Page text.
— Begin —
Wolcensmen‘s Songs from the Fyrgen is a superb album and another perfect opportunity for metal scene adherents to assert their open-mindedness to other genres of music. Not that the dark folk herein would prove much of a stretch; strains of the same atavistic longing for times long past can be found in every other black metal album with the ‘atmospheric’ label attached. Songs from the Fyrgen sounds authentically and appropriately ancient, but frequent nods to folk-oriented Ulver and Burzum‘s lo-fi ambient make the latent association with metal readily apparent.
Any hunches would be right, of course; Dan Capp will already be known to some for his recent tenure in the UK’s flagship pagan black metal act Winterfylleth—others still may know his graphic design work for Burzum’s post-slammer catalogue. I think it’s nonetheless important to state that the story of Wolcensmen began long before Capp linked up with Winterfylleth. This is important to clarify in the risk that Songs from the Fyrgen is approached as an offshoot or side-project by his existing fanbase. Many folk-exclusive projects with metal associations certainly are, to be sure, but in this and many other respects, Wolcensmen is proven an ennobled exception to the rule.
— End —
[Saved entries]
— Begin —
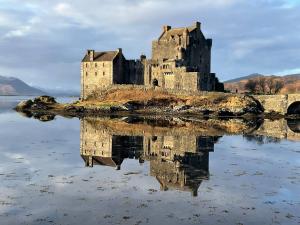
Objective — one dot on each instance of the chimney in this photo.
(198, 25)
(119, 50)
(91, 54)
(166, 28)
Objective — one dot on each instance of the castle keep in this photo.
(181, 60)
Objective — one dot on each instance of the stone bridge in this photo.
(283, 104)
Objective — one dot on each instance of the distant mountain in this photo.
(248, 77)
(15, 86)
(291, 83)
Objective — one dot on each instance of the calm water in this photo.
(133, 171)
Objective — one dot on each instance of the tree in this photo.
(251, 85)
(262, 84)
(278, 86)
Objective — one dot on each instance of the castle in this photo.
(181, 60)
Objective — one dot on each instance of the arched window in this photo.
(155, 82)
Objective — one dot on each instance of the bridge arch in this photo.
(294, 125)
(294, 108)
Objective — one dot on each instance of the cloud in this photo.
(43, 41)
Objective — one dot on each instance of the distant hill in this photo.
(59, 92)
(15, 86)
(291, 83)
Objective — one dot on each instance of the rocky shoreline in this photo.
(228, 106)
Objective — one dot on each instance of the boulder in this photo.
(23, 105)
(45, 100)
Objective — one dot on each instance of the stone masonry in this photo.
(181, 60)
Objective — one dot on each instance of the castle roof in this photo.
(101, 56)
(177, 31)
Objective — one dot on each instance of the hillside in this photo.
(15, 86)
(291, 83)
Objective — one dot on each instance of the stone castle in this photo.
(181, 60)
(177, 161)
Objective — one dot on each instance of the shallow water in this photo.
(128, 171)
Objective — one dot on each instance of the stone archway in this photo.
(294, 108)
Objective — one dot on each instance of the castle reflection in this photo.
(177, 161)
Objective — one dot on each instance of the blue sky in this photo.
(42, 42)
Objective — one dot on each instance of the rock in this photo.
(181, 107)
(45, 100)
(23, 105)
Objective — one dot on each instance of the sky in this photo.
(43, 41)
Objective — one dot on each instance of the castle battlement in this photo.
(181, 60)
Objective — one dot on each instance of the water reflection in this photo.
(177, 161)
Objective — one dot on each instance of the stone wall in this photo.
(273, 103)
(95, 76)
(277, 103)
(94, 141)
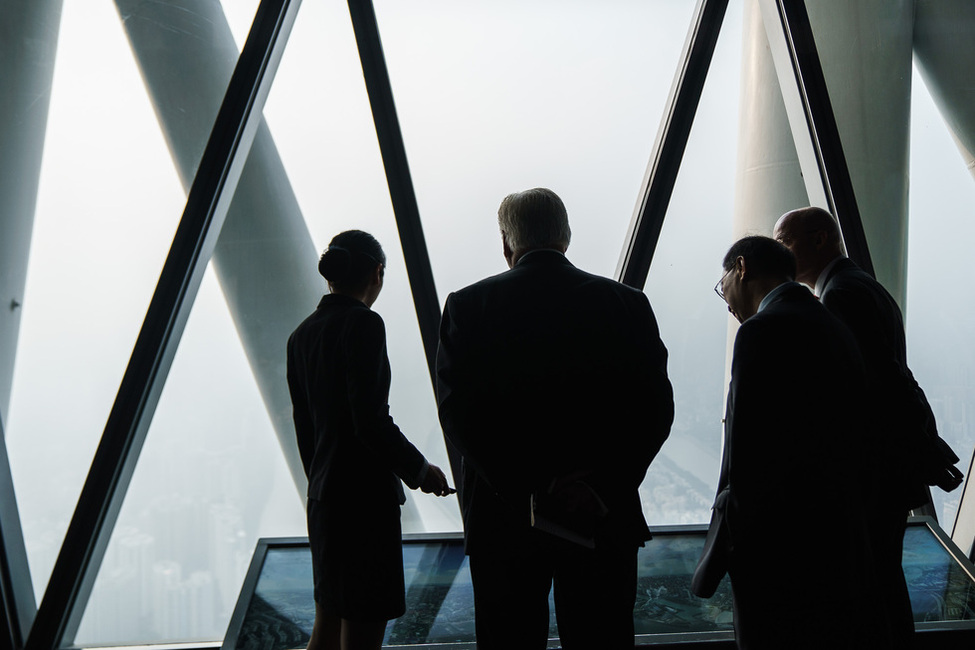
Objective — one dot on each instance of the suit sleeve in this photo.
(368, 389)
(304, 429)
(460, 398)
(879, 336)
(656, 383)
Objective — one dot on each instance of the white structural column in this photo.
(768, 180)
(28, 43)
(944, 50)
(865, 50)
(265, 259)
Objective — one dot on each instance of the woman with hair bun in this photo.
(355, 456)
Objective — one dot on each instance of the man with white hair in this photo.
(552, 384)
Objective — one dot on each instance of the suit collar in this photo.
(542, 256)
(339, 299)
(841, 263)
(784, 291)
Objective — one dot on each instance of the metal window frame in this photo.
(16, 589)
(668, 151)
(821, 158)
(812, 121)
(401, 192)
(85, 542)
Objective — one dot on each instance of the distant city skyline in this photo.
(571, 101)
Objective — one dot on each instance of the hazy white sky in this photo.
(493, 98)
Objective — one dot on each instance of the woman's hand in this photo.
(436, 483)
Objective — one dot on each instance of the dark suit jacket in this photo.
(790, 485)
(338, 374)
(545, 371)
(897, 403)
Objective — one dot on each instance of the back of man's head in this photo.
(763, 256)
(534, 219)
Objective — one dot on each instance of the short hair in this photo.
(351, 257)
(765, 257)
(534, 219)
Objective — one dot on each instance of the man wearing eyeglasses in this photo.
(786, 524)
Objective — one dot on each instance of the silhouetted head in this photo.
(353, 264)
(813, 237)
(531, 220)
(753, 266)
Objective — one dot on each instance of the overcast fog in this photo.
(492, 98)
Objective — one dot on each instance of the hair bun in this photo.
(335, 263)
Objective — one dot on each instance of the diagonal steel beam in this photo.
(810, 112)
(668, 150)
(401, 191)
(16, 590)
(111, 470)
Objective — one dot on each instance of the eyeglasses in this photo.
(719, 288)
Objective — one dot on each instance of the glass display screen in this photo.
(276, 610)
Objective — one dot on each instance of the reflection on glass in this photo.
(940, 589)
(940, 310)
(108, 205)
(440, 601)
(319, 114)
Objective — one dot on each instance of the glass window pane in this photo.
(108, 205)
(694, 323)
(940, 311)
(319, 113)
(503, 96)
(210, 481)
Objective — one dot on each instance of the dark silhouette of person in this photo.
(898, 407)
(552, 384)
(787, 524)
(355, 456)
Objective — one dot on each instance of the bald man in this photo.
(896, 403)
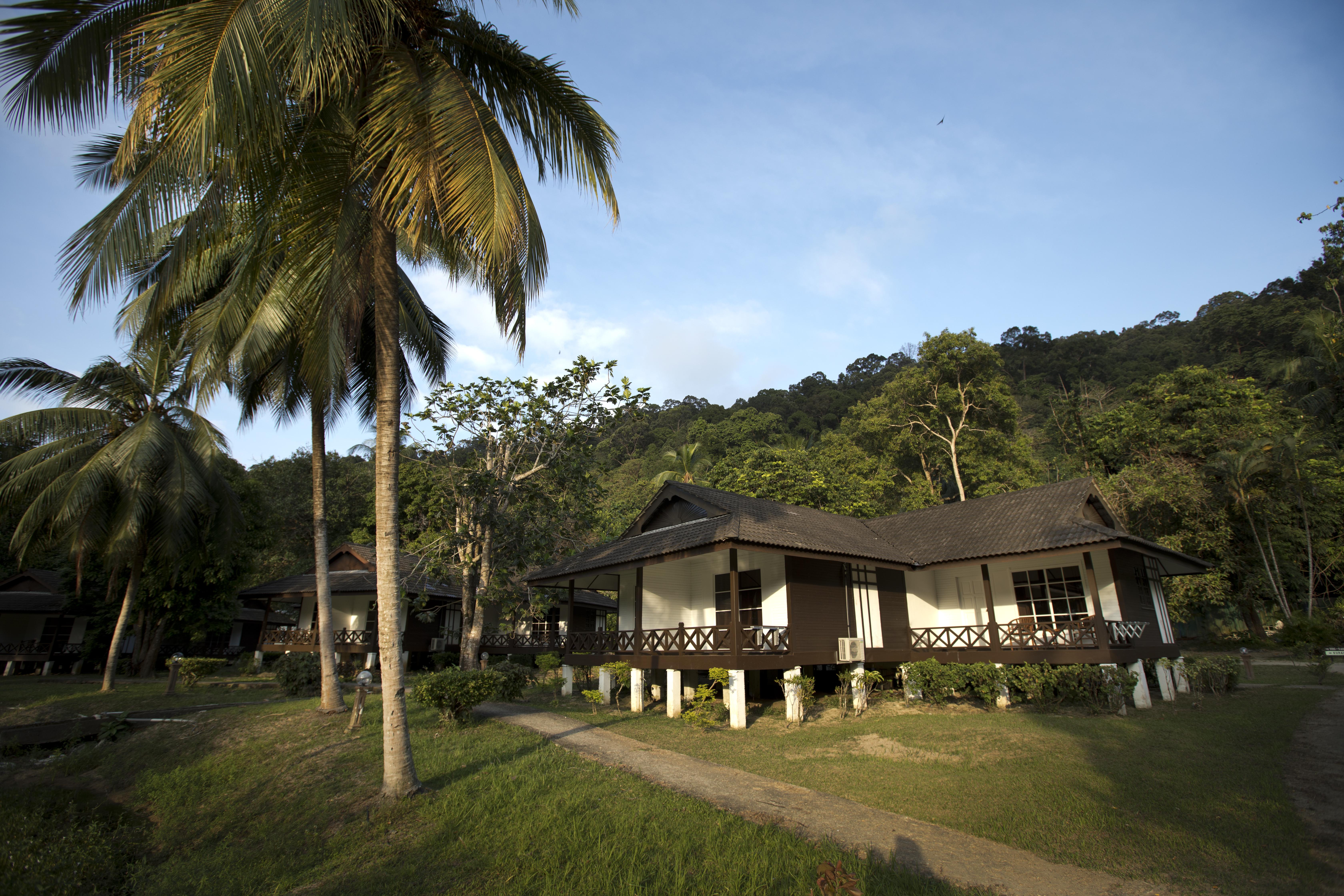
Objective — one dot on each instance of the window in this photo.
(1050, 596)
(749, 598)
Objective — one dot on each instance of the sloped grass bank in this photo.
(276, 800)
(1182, 797)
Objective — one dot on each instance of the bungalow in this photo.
(436, 625)
(706, 578)
(34, 625)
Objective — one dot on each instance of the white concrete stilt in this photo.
(859, 696)
(1143, 699)
(737, 699)
(1002, 700)
(794, 695)
(674, 690)
(636, 690)
(1166, 683)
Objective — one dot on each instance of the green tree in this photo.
(511, 464)
(953, 405)
(689, 460)
(355, 134)
(124, 465)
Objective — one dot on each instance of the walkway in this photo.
(962, 859)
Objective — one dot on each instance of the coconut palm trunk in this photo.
(398, 766)
(128, 602)
(333, 699)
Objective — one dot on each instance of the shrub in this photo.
(455, 692)
(513, 682)
(986, 680)
(1039, 684)
(1210, 675)
(193, 670)
(937, 680)
(300, 674)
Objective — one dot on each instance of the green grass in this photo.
(1177, 796)
(273, 800)
(27, 699)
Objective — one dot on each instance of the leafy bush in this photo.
(937, 680)
(456, 692)
(56, 846)
(513, 680)
(1039, 684)
(300, 674)
(1210, 675)
(193, 670)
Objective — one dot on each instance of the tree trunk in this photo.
(398, 765)
(154, 644)
(471, 637)
(333, 699)
(109, 672)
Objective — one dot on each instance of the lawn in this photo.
(27, 699)
(276, 799)
(1178, 796)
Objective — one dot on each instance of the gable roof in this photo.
(1060, 515)
(357, 581)
(46, 581)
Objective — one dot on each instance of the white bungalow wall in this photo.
(682, 592)
(349, 612)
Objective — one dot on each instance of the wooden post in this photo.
(639, 609)
(734, 606)
(569, 620)
(361, 694)
(990, 608)
(1100, 628)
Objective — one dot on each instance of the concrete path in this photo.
(1315, 778)
(962, 859)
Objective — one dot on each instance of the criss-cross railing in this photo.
(37, 647)
(1126, 633)
(545, 639)
(1034, 635)
(951, 639)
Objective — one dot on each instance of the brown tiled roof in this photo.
(1037, 519)
(31, 602)
(358, 581)
(48, 580)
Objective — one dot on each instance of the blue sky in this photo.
(791, 203)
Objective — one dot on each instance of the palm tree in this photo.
(281, 386)
(687, 460)
(357, 132)
(124, 465)
(1238, 471)
(1294, 453)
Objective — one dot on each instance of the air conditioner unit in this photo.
(850, 651)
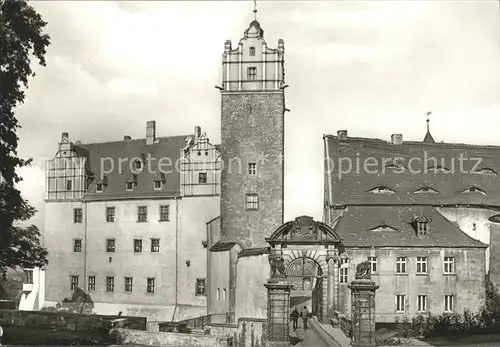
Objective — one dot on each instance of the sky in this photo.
(374, 68)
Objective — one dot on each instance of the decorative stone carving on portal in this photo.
(308, 252)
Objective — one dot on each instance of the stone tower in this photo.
(253, 106)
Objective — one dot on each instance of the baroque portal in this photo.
(305, 253)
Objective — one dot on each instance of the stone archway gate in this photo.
(315, 244)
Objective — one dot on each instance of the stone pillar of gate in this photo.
(278, 302)
(363, 307)
(332, 259)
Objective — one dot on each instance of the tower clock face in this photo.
(495, 218)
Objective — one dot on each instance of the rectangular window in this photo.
(74, 283)
(423, 228)
(155, 245)
(110, 284)
(77, 215)
(344, 270)
(252, 201)
(77, 245)
(137, 245)
(91, 284)
(201, 286)
(29, 276)
(421, 303)
(110, 214)
(449, 303)
(202, 177)
(110, 245)
(400, 303)
(421, 265)
(252, 169)
(252, 73)
(128, 284)
(142, 214)
(164, 213)
(373, 262)
(449, 265)
(401, 265)
(151, 285)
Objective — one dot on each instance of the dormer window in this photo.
(381, 190)
(484, 171)
(252, 73)
(101, 184)
(426, 190)
(423, 228)
(422, 225)
(202, 177)
(158, 185)
(474, 190)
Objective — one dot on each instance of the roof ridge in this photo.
(435, 144)
(130, 141)
(456, 228)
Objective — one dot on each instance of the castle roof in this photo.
(394, 226)
(383, 173)
(112, 163)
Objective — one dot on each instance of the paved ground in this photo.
(305, 338)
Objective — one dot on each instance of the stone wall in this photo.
(148, 338)
(467, 284)
(252, 132)
(249, 332)
(68, 321)
(495, 253)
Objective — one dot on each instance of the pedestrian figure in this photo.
(305, 316)
(295, 318)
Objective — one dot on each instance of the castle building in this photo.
— End —
Work required.
Can you answer these questions from the review?
1. What is the name of the Wolcensmen album under review?
2. Which two acts does the review say the album frequently nods to?
3. Which UK pagan black metal act has Dan Capp recently been part of?
The data has nothing to do with the review.

Answer.
1. Songs from the Fyrgen
2. Ulver and Burzum
3. Winterfylleth